### YOUR GOAL
May I please have every record restated word for word, with the images left out?

(Image-grounded pointing data)
==========

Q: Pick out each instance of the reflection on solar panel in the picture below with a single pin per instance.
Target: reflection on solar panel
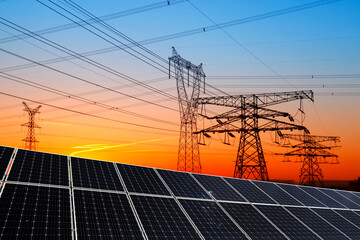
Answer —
(30, 212)
(249, 219)
(103, 215)
(37, 167)
(95, 174)
(300, 195)
(218, 188)
(171, 223)
(211, 220)
(48, 196)
(341, 223)
(5, 155)
(183, 185)
(249, 191)
(142, 180)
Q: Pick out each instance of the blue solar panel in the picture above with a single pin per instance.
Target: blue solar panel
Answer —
(277, 193)
(317, 224)
(183, 185)
(162, 218)
(32, 212)
(211, 221)
(5, 156)
(249, 191)
(218, 188)
(94, 174)
(300, 195)
(142, 180)
(38, 167)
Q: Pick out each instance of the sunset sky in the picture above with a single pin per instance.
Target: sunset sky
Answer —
(92, 108)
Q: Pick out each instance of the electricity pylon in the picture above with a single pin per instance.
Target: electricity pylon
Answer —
(312, 151)
(30, 140)
(249, 116)
(188, 153)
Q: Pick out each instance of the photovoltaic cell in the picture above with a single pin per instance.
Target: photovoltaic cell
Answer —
(322, 197)
(300, 195)
(252, 222)
(339, 222)
(218, 188)
(286, 222)
(142, 180)
(103, 215)
(95, 174)
(249, 191)
(318, 225)
(38, 167)
(162, 218)
(5, 156)
(31, 212)
(340, 198)
(277, 193)
(211, 221)
(351, 216)
(183, 185)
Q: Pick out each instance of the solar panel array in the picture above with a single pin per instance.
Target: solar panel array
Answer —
(49, 196)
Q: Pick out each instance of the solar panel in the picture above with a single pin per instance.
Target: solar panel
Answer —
(317, 224)
(286, 222)
(104, 215)
(95, 174)
(322, 197)
(211, 221)
(300, 195)
(218, 188)
(341, 223)
(277, 193)
(351, 216)
(340, 198)
(162, 218)
(142, 180)
(183, 185)
(249, 191)
(253, 223)
(5, 156)
(38, 167)
(32, 212)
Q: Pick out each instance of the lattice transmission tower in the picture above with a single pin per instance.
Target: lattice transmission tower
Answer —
(188, 153)
(311, 151)
(250, 115)
(30, 140)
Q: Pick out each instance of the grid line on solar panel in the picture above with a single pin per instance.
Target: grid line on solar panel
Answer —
(338, 197)
(182, 184)
(101, 215)
(300, 195)
(29, 212)
(276, 193)
(218, 188)
(249, 191)
(142, 180)
(316, 223)
(253, 223)
(38, 167)
(5, 156)
(320, 196)
(290, 225)
(162, 218)
(339, 222)
(211, 220)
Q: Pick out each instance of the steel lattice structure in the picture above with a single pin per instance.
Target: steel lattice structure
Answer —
(313, 151)
(188, 153)
(248, 110)
(30, 140)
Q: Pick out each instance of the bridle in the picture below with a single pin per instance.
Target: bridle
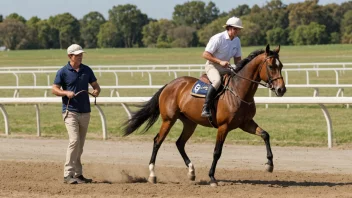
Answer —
(68, 102)
(269, 84)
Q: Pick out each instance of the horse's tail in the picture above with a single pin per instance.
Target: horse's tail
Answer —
(149, 112)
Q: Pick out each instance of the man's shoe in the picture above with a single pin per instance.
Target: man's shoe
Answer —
(70, 180)
(81, 179)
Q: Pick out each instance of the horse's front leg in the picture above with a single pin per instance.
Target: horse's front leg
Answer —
(220, 139)
(253, 128)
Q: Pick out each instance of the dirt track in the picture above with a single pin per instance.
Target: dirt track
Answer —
(33, 168)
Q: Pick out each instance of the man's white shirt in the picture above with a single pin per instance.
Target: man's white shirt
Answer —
(221, 46)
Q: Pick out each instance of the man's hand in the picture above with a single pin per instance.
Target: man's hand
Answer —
(95, 93)
(224, 63)
(70, 94)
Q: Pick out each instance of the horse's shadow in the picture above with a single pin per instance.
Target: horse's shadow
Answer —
(279, 183)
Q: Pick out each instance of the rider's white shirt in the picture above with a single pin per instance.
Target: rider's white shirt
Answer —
(223, 48)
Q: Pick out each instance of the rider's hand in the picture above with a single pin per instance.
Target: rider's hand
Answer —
(224, 63)
(95, 93)
(70, 94)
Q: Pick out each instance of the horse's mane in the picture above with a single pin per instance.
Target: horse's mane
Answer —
(251, 56)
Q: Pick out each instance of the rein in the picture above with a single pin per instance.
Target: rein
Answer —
(76, 94)
(267, 85)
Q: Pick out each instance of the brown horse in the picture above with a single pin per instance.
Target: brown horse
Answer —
(235, 108)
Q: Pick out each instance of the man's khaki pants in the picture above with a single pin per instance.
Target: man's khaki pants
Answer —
(214, 72)
(77, 126)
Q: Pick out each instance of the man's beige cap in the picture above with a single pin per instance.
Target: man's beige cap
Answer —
(234, 22)
(75, 49)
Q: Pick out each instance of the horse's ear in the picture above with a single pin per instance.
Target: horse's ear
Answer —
(267, 49)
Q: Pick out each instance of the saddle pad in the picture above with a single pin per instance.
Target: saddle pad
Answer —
(200, 89)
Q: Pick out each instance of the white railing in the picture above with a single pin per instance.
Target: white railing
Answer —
(174, 72)
(169, 66)
(122, 100)
(114, 88)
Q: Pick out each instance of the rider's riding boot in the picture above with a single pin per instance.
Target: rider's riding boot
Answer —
(209, 98)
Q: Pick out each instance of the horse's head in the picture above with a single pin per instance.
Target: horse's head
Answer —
(270, 71)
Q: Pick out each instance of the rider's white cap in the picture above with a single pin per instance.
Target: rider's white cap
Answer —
(234, 22)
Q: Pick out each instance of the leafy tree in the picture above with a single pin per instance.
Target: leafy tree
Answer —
(182, 36)
(157, 31)
(251, 34)
(68, 27)
(12, 33)
(311, 34)
(195, 14)
(130, 22)
(277, 36)
(304, 13)
(346, 27)
(16, 17)
(90, 26)
(48, 36)
(109, 36)
(335, 38)
(32, 41)
(211, 29)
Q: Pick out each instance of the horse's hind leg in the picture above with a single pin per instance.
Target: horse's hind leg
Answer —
(158, 140)
(188, 130)
(253, 128)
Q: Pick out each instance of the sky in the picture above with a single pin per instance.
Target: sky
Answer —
(155, 9)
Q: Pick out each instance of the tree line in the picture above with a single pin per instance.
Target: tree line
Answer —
(192, 24)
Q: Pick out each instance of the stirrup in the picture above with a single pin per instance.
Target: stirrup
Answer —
(206, 114)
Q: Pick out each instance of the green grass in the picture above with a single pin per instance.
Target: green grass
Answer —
(145, 56)
(299, 125)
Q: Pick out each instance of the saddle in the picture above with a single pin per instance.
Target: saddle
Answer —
(200, 87)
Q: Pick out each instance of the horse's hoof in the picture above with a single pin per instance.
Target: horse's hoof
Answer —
(191, 177)
(213, 184)
(269, 168)
(152, 180)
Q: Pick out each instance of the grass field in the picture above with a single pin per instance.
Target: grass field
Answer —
(299, 125)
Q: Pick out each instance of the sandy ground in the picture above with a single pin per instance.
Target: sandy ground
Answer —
(34, 168)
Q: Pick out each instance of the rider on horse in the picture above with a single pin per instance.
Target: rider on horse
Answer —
(218, 52)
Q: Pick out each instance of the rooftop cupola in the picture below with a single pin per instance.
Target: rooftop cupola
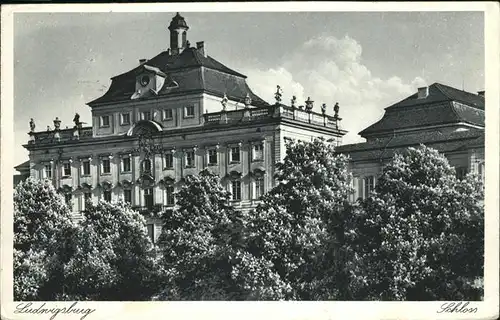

==========

### EXERCISE SOLUTION
Q: Pick out each instance of the reflection on solar panel in the picture below with a single pin per instance.
Target: reflection on solar panel
Answer —
(30, 212)
(249, 219)
(103, 215)
(37, 167)
(95, 174)
(300, 195)
(218, 188)
(171, 223)
(211, 220)
(48, 196)
(341, 223)
(5, 155)
(183, 185)
(249, 191)
(142, 180)
Q: Pick out each instance of the blue solar panel in the picture above with a single pin per instance.
Target: blue solar panel
Answer —
(277, 193)
(317, 224)
(183, 185)
(162, 218)
(32, 212)
(211, 221)
(5, 156)
(249, 191)
(218, 188)
(94, 174)
(300, 195)
(142, 180)
(38, 167)
Q: Pick out each instance of the sunset sky in the picture above with a single pin per instance.
Target: sunset sky
Answer —
(92, 108)
Q: Pick out each instance of the electricity pylon in the picture above with a single pin per instance.
Target: electricity pylon
Answer —
(312, 151)
(30, 140)
(249, 116)
(188, 153)
Q: Pick out each instance of the photovoltaic cell in the picture above with a single pin per instance.
Target: photovoltaic cell
Answer —
(322, 197)
(300, 195)
(252, 222)
(339, 222)
(218, 188)
(286, 222)
(142, 180)
(103, 215)
(95, 174)
(249, 191)
(318, 225)
(38, 167)
(162, 218)
(5, 156)
(31, 212)
(340, 198)
(277, 193)
(211, 221)
(351, 216)
(183, 185)
Q: Pick out each instance of the solar panel array in the picture above with a single pin per instance.
Target: solar panel array
Answer —
(49, 196)
Q: Pick out each instance of the solar panel in the picture above with a single pin per instance.
Target: solar panel
Answer —
(317, 224)
(286, 222)
(104, 215)
(95, 174)
(322, 197)
(211, 221)
(300, 195)
(218, 188)
(341, 223)
(277, 193)
(351, 216)
(340, 198)
(162, 218)
(142, 180)
(183, 185)
(249, 191)
(253, 223)
(5, 156)
(38, 167)
(32, 212)
Q: Pick out each instance of the lattice transmission tower in the picture above with a single pin per instance.
Target: lattice transmission tower
Answer —
(188, 153)
(311, 151)
(250, 115)
(30, 140)
Q: Pick out each instance of the grid line on solar panel in the picture above with a single pin per instance.
Target: grid line on solar panel
Answer —
(338, 197)
(182, 184)
(101, 215)
(300, 195)
(29, 212)
(276, 193)
(218, 188)
(249, 191)
(142, 180)
(316, 223)
(253, 223)
(38, 167)
(5, 156)
(320, 196)
(290, 225)
(162, 218)
(339, 222)
(211, 220)
Q: Pick out each instance of the steel lattice structure in the picture above with a single pin per instance.
Target: steel lattice structure
Answer —
(313, 151)
(188, 153)
(248, 110)
(30, 140)
Q: Pick out each instance of the bridle in the picture below with a single pin per instance.
Target: bridle
Answer —
(68, 102)
(269, 84)
Q: Pick out each instance of the horse's tail in the picture above with a single pin per instance.
Target: horse's tail
Answer —
(149, 112)
Q: Pick out each instance of the man's shoe in the picture above with a single pin per instance.
Target: man's shoe
Answer —
(70, 180)
(81, 179)
Q: Pick out each instance of the horse's front leg in the picture above with a single pin per instance.
Target: horse's front leg
Answer —
(220, 139)
(253, 128)
Q: Pick out each instance of the dirt track in the picture above with a single pin per instance.
Target: dirt track
Answer —
(33, 168)
Q: Pick out each instance of the man's white shirt in the picture above with a single pin per instance.
Target: man's white shirt
Answer —
(221, 46)
Q: Pick out each instance of the man's hand in the picture above with a single pin per instance.
Target: man's hand
Answer —
(95, 93)
(224, 63)
(70, 94)
Q: Pick out each instance of the horse's shadow in the picture above with a single pin per instance.
Target: horse's shadow
Answer —
(279, 183)
Q: Pick out each instance of the rider's white shirt in the picture above with a single pin per instance.
Target: rider's white shirt
Answer —
(223, 48)
Q: Pick out each instance of the rider's hand in the picture above with a single pin per instance.
Target: rider's hand
Answer —
(224, 63)
(95, 93)
(70, 94)
Q: Pick out each instance of the horse's mane in the picture above with a single pin per instance.
Target: horse's mane
Answer —
(251, 56)
Q: Pick out each instance of the rein in the picture above with a single pin per instance.
Target: rein
Answer —
(76, 94)
(267, 85)
Q: Pick out each instance of the brown horse in the picture above with a single pin per instance.
Target: brown horse
Answer —
(235, 108)
Q: Pick out each instance of the man's khaki pants in the picture above with a single pin per instance.
Target: man's khaki pants
Answer —
(214, 72)
(77, 126)
Q: Pick out each instance of the man's beige cap in the picture above with a single pin per instance.
Target: man's beige cap
Answer —
(234, 22)
(75, 49)
Q: Pick out each instance of the horse's ear in the picture above with a single pin per instance.
Target: horse's ear
Answer —
(267, 49)
Q: Pick out each instance of the saddle pad in the picture above with a single pin per instance.
Target: saddle pad
Answer —
(200, 89)
Q: Pick out each instance of the white railing in the picture above with a single pin per instance.
Target: white railing
Answer —
(174, 72)
(169, 66)
(122, 100)
(114, 88)
Q: Pick out each instance of the rider's riding boot in the picture above with a single pin per instance.
Target: rider's riding boot
Answer —
(209, 98)
Q: Pick out each instance of the horse's head in the picture above with a single pin per instance.
Target: horse's head
Answer —
(270, 71)
Q: Pick out each instance of the rider's white cap in the picture above with a single pin per instance.
Target: rider's white cap
Answer —
(234, 22)
Q: Pick out each instance of the leafy tree in the picture above with a single pin per instance.
Target: leafy tree
Answer —
(182, 36)
(157, 31)
(251, 34)
(68, 27)
(12, 33)
(311, 34)
(195, 14)
(130, 22)
(277, 36)
(304, 13)
(346, 27)
(16, 17)
(90, 26)
(48, 36)
(109, 36)
(335, 38)
(32, 41)
(211, 29)
Q: Pick out each instance of the horse's hind leg in the picture above with a single pin per instance.
Target: horse's hind leg
Answer —
(158, 140)
(188, 130)
(253, 128)
Q: Pick out each instance of the sky in the picture above with a single pin per instance.
Target: sky
Answer —
(155, 9)
Q: Pick out each instance of the tree line in the picture above with a single pin per instance.
Target: tree line
Answer —
(192, 24)
Q: Pick out each instance of the stirrup in the picture above with a single pin per instance.
Target: stirrup
Answer —
(206, 114)
Q: Pick out each instance of the green grass in the picture above with a single pin per instance.
Target: green grass
Answer —
(145, 56)
(299, 125)
Q: Pick out each instance of the saddle in the picture above with a single pin per instance.
Target: saddle
Answer —
(200, 87)
Q: Pick out each instance of the horse's hoof in the picture above with a single pin per instance.
Target: horse's hoof
Answer —
(191, 177)
(213, 184)
(269, 168)
(152, 180)
Q: Pick out each instance of the grass field in the picture above with a single pin per instance.
Target: grass field
Answer —
(299, 125)
Q: Pick out each instance of the sandy ground in the picture above with a single pin per instance.
Target: sandy ground
Answer —
(34, 168)
Q: Pick out each instance of the rider on horse in the picture above with a single pin per instance.
Target: rider on horse
Answer —
(218, 52)
Q: Pick out each instance of the rooftop cupola in the picture below with a single pin per instance.
Target: rooftop cupola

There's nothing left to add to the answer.